## START

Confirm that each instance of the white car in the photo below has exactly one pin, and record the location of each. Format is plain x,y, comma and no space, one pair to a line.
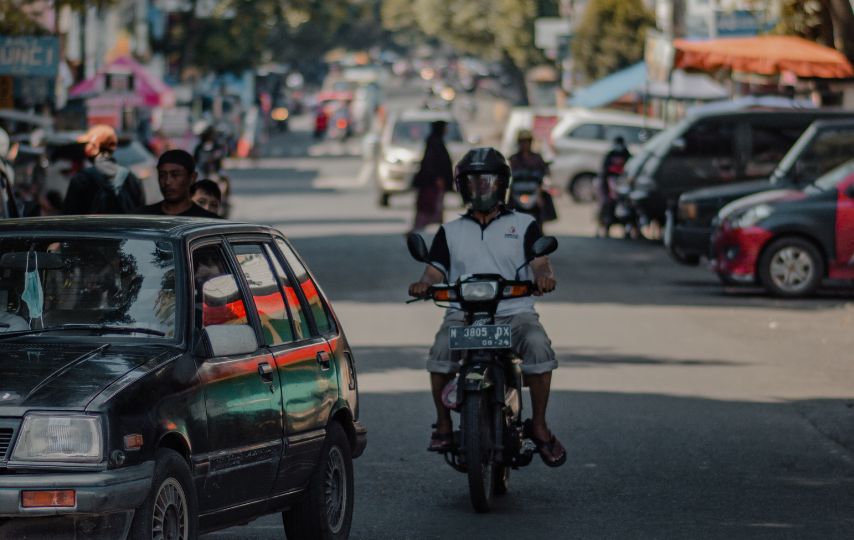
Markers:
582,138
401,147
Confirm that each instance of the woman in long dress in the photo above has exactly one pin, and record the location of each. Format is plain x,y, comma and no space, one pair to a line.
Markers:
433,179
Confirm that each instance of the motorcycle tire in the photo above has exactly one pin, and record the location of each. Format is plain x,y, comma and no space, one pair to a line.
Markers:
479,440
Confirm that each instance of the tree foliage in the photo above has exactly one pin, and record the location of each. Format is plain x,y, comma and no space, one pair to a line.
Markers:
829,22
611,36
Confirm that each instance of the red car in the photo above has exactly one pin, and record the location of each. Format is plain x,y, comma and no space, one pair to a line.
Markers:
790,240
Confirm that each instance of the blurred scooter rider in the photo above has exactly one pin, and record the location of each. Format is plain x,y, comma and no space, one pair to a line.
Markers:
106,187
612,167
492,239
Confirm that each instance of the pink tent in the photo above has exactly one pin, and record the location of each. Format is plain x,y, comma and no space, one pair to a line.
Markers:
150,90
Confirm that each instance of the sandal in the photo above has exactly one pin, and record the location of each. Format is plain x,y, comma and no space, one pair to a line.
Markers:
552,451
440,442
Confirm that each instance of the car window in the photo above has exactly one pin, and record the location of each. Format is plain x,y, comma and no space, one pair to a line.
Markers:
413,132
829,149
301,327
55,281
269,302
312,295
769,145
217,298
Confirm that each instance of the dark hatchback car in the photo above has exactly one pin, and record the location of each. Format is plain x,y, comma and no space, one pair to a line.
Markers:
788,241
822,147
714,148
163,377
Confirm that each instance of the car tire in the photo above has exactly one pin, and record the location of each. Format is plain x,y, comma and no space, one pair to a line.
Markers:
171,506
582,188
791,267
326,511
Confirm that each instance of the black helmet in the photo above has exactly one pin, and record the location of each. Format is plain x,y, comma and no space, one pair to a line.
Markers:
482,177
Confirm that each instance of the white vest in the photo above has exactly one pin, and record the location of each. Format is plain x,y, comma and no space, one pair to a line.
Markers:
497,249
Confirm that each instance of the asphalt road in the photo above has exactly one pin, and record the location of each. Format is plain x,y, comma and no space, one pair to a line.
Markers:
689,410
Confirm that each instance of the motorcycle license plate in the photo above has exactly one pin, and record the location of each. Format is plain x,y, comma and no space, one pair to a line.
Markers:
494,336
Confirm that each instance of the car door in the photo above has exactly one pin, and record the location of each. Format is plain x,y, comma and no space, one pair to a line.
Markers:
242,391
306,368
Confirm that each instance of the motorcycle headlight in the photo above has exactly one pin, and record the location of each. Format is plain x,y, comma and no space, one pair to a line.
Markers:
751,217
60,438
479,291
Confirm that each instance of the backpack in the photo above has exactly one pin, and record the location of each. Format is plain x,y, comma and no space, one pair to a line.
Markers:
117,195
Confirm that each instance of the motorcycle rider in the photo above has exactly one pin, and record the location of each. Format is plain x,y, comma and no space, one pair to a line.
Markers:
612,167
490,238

## END

What you need to do: Render every line of the entries above as a Markdown table with the columns "Row" and "Entry line," numbering the rows in order and skipping blank lines. Leave the pictures out of the table.

Response to this exercise:
| Row | Entry line |
|---|---|
| 1 | Confirm that each instance of the white car in the photo below has exactly one pin, and record the location of each. Format is plain x,y, comma and no space, one pair to a line. |
| 2 | Markers: |
| 3 | 582,138 |
| 4 | 401,147 |
| 5 | Confirm that each instance of the woman in long dress in the photo above has exactly one pin, and record the location of each. Format is plain x,y, comma and no space, one pair to a line. |
| 6 | Markers: |
| 7 | 433,179 |
| 8 | Confirm that each instance of the motorcycle tire in the photo above has exactly one pin, and record the location of each. Format is plain x,y, comma and no space, one pair to a line. |
| 9 | Markers: |
| 10 | 479,440 |
| 11 | Confirm that each instance of the tree foliage in the photo above has exactly one pin, and record the location of each. Format is plain x,y, comma and no space, one pair to a line. |
| 12 | Markers: |
| 13 | 829,22 |
| 14 | 611,36 |
| 15 | Confirm that each instance of the red car in the photo above has exactly one pin, and record the location of each. Format is plain x,y, comma and no space, one pair to a line. |
| 16 | Markers: |
| 17 | 790,240 |
| 18 | Confirm that each instance of the blurred scooter rider in the photo above has exactly one pin, and record the location of each. Format is plain x,y, comma and no space, one pair to a line. |
| 19 | Markers: |
| 20 | 106,187 |
| 21 | 612,167 |
| 22 | 492,239 |
| 23 | Confirm that each instance of the pink tent in the photo above has exactly one pin, and record the location of each. Format is plain x,y, comma and no space, one pair to a line. |
| 24 | Markers: |
| 25 | 150,90 |
| 26 | Confirm that each instance of the sandal in the photo above has exactly one pin, and record the location of each. Format is plain x,y, comma and no space, one pair to a line. |
| 27 | Markers: |
| 28 | 552,451 |
| 29 | 440,442 |
| 30 | Confirm that each instance of the car window in the photo above has exactly one pin, and record the location of each. Format is plain x,y, comma and no space, one pair to a line. |
| 31 | Markers: |
| 32 | 413,132 |
| 33 | 829,149 |
| 34 | 301,327 |
| 35 | 55,281 |
| 36 | 269,302 |
| 37 | 312,295 |
| 38 | 769,145 |
| 39 | 217,298 |
| 40 | Confirm that each instance of the dark hatchback car in the photo above has exactly one pin, and record the location of each. Format is plain x,y, comma and no space, one pair to a line. |
| 41 | Markers: |
| 42 | 788,241 |
| 43 | 822,147 |
| 44 | 714,148 |
| 45 | 163,377 |
| 46 | Confirm that each instance of the car tire in the photo above has exactly one pin, and record the location of each. Format is plain x,y, comma and no space, one pair to a line. |
| 47 | Markers: |
| 48 | 171,506 |
| 49 | 582,188 |
| 50 | 791,267 |
| 51 | 326,511 |
| 52 | Confirm that each instance of the black helmet in the photo above has exactly one pin, and record the location of each. Format is plain x,y, comma and no space, one pair to a line. |
| 53 | Markers: |
| 54 | 482,177 |
| 55 | Confirm that each instance of the white vest in the photo above has exactly one pin, and record the location of each. Format is plain x,y, comma and no space, one pair to a line. |
| 56 | Markers: |
| 57 | 497,249 |
| 58 | Confirm that each instance of the asphalt road in the photo above has exactly one pin, and record the location of each. Format is plain x,y, comma and no space, one pair to a line. |
| 59 | Markers: |
| 60 | 689,410 |
| 61 | Confirm that each instance of the motorcycle license plate in the photo above has exactly one pin, and record the location of each. Format is plain x,y, comma and no space, one pair to a line. |
| 62 | Markers: |
| 63 | 494,336 |
| 64 | Confirm that each instance of the car door in the photo above has exactly one pin, and record the location of each. Format is plain x,y, comma and no space, one pair to a line. |
| 65 | Markers: |
| 66 | 242,391 |
| 67 | 306,368 |
| 68 | Confirm that each instance of the motorcycle headlight in the photo above has exactly one pin, and record the location of each. Format is plain x,y, comma and no space, one pair to a line. |
| 69 | Markers: |
| 70 | 751,217 |
| 71 | 60,438 |
| 72 | 479,291 |
| 73 | Confirm that each instance of the backpack in the photo above has exactly one pin, and record the location of each. Format is plain x,y, comma and no space, one pair to a line. |
| 74 | Markers: |
| 75 | 117,195 |
| 76 | Confirm that each instance of the motorcycle rider in the photo above has exactly one pin, and record the location of each. Format is plain x,y, comma and no space, one pair to a line. |
| 77 | Markers: |
| 78 | 612,167 |
| 79 | 490,238 |